> **Work instructions**
Could you return every record below word for word, leaving out the pictures?

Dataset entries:
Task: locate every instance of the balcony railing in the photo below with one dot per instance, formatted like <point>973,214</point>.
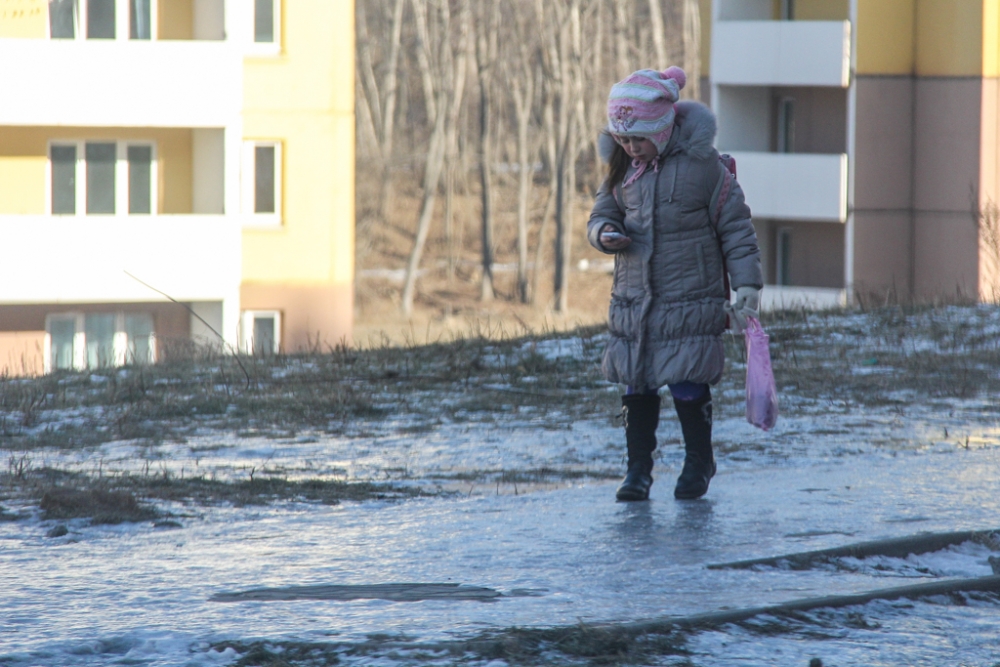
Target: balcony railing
<point>781,53</point>
<point>794,186</point>
<point>120,83</point>
<point>102,259</point>
<point>779,297</point>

> **Answer to the problem**
Task: locate every instance of the balcony railing in the photo below with one dot per instance, formatted like <point>973,214</point>.
Target: balcony railing
<point>781,53</point>
<point>794,186</point>
<point>120,83</point>
<point>102,259</point>
<point>779,297</point>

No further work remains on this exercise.